# [Task goal]
Copy out all the records, word for word.

# [Records for the task]

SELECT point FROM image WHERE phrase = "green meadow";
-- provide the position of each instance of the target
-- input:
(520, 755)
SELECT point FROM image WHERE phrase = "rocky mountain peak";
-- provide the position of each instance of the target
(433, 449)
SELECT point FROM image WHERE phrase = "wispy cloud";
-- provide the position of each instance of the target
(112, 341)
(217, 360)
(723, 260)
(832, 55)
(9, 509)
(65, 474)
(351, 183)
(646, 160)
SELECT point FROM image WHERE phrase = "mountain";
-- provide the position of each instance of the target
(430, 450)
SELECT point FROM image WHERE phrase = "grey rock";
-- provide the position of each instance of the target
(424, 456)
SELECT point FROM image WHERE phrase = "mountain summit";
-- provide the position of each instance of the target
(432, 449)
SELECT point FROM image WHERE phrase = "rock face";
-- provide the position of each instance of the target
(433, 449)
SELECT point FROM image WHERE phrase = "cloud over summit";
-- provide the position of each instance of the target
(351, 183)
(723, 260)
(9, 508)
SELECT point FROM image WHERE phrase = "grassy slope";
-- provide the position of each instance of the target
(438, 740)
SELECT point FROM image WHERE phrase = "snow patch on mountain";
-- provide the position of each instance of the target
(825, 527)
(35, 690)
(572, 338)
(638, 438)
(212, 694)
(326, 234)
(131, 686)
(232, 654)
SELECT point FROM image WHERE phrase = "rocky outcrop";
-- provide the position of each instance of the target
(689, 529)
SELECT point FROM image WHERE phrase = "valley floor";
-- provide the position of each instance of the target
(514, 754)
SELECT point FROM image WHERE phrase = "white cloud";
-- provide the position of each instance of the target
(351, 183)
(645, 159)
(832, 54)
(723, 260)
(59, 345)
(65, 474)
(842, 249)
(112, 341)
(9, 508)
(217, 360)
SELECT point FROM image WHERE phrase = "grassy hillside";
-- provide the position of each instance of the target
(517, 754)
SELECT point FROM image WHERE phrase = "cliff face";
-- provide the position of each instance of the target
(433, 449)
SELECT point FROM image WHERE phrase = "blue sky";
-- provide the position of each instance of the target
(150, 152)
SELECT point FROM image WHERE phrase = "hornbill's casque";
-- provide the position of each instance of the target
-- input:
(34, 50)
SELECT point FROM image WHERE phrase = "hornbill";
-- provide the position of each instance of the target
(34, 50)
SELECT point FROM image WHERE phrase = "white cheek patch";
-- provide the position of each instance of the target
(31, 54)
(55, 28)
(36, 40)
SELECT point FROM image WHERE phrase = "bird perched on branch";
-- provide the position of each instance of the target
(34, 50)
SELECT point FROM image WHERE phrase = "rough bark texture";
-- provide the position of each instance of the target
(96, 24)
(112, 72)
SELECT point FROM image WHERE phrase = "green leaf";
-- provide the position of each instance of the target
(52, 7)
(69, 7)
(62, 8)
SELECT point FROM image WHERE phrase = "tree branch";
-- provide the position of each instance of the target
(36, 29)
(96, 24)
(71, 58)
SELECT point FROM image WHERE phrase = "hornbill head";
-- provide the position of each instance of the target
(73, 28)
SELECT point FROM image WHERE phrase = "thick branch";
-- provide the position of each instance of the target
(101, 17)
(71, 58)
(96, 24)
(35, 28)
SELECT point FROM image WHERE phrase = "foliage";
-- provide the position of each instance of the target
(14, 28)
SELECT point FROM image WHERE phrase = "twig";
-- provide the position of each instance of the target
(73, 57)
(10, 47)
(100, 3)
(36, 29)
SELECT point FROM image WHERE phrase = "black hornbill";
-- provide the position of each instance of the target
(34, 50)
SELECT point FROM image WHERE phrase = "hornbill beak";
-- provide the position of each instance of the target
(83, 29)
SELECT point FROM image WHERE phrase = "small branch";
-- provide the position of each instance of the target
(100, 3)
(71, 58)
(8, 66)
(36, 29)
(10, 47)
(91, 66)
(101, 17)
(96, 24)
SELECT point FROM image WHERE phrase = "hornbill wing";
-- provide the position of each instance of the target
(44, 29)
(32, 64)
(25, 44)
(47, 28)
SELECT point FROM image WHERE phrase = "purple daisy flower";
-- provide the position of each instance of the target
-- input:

# [Right answer]
SELECT point FROM image WHERE phrase = "green meadow";
-- provide the position of each instance of the target
-- input:
(520, 755)
SELECT point FROM image WHERE phrase = "rocky mountain peak";
-- provide the position of each instance of the target
(433, 449)
SELECT point FROM image WHERE phrase = "wispy cloud";
-- provide the position of each instance of the target
(112, 341)
(217, 360)
(723, 260)
(832, 55)
(9, 509)
(65, 474)
(351, 183)
(646, 160)
SELECT point FROM image WHERE phrase = "mountain";
-- provide the position of each instance of the target
(430, 450)
SELECT point FROM image WHERE phrase = "grey rock";
-- provide the position of each instance of the target
(424, 456)
SELECT point FROM image WHERE phrase = "mountain summit";
-- provide the position of each instance of the target
(432, 449)
SELECT point FROM image WHERE phrase = "rock face";
-- provide the position of each instance of the target
(433, 449)
SELECT point FROM image WHERE phrase = "cloud over summit";
-- provide the position of each instance of the target
(351, 183)
(723, 260)
(9, 508)
SELECT point FROM image WHERE phrase = "grassy slope";
-- provide the position of each instance of the target
(438, 740)
SELECT point FROM image WHERE phrase = "snow patch on mountain";
-- provide the position of each instance of the target
(825, 527)
(35, 690)
(572, 338)
(638, 438)
(212, 694)
(326, 234)
(131, 686)
(232, 654)
SELECT point FROM image WHERE phrase = "rocky outcrop";
-- provide the position of each instance of the target
(689, 529)
SELECT point FROM image WHERE phrase = "valley floor";
-- provide the position of each instance of the target
(514, 754)
SELECT point FROM image WHERE phrase = "white cloud";
-- provide the position of each instance of the target
(351, 183)
(645, 159)
(832, 54)
(723, 260)
(59, 345)
(65, 474)
(842, 249)
(112, 341)
(9, 508)
(217, 360)
SELECT point FROM image WHERE phrase = "grassy hillside";
-- provide the position of each instance of the target
(517, 754)
SELECT point FROM image WHERE phrase = "cliff face";
-- provide the position of each instance of the target
(433, 449)
SELECT point FROM image WHERE phrase = "blue sky";
-- provide the position of each instance of the target
(150, 152)
SELECT point FROM image WHERE phrase = "hornbill's casque";
-- provide the position of each instance of the target
-- input:
(34, 50)
SELECT point FROM image WHERE phrase = "hornbill";
-- provide the position of each instance of the target
(34, 50)
SELECT point FROM image WHERE phrase = "white cheek patch";
-- provide the position of each instance of the target
(31, 54)
(55, 28)
(36, 40)
SELECT point FROM image WHERE phrase = "bird perched on branch";
-- provide the position of each instance of the target
(34, 50)
SELECT point FROM image WHERE phrase = "rough bark texture";
-- provide the position of each instance of the target
(96, 24)
(112, 72)
SELECT point FROM image WHERE phrase = "green leaf";
-- provide the position of each instance of the target
(52, 7)
(69, 7)
(62, 8)
SELECT point FROM image WHERE phrase = "tree branch";
-- provide the position of each instance of the target
(36, 29)
(96, 24)
(71, 58)
SELECT point FROM image WHERE phrase = "hornbill head";
-- provide the position of each instance of the target
(73, 28)
SELECT point FROM image WHERE phrase = "thick branch";
-- provide the position of each instance of the target
(101, 17)
(71, 58)
(96, 24)
(35, 28)
SELECT point FROM image WHERE phrase = "foliage";
-- provide the position of each instance of the target
(14, 28)
SELECT point FROM image WHERE phrase = "twig";
-- provide the position of each instance of the target
(73, 57)
(10, 47)
(100, 3)
(36, 29)
SELECT point FROM image WHERE phrase = "black hornbill";
-- provide the position of each instance of the target
(34, 50)
SELECT point FROM image WHERE phrase = "hornbill beak";
-- provide the position of each instance of the target
(83, 29)
SELECT point FROM image WHERE phrase = "small branch";
-- provide the position of each instance of the target
(100, 3)
(71, 58)
(8, 66)
(36, 29)
(10, 47)
(91, 66)
(101, 17)
(96, 24)
SELECT point FROM image WHERE phrase = "hornbill wing";
-- provide the position of each instance of the target
(44, 29)
(32, 64)
(25, 44)
(47, 28)
SELECT point FROM image WHERE phrase = "purple daisy flower";
-- provide the position of each instance of the target
-- input:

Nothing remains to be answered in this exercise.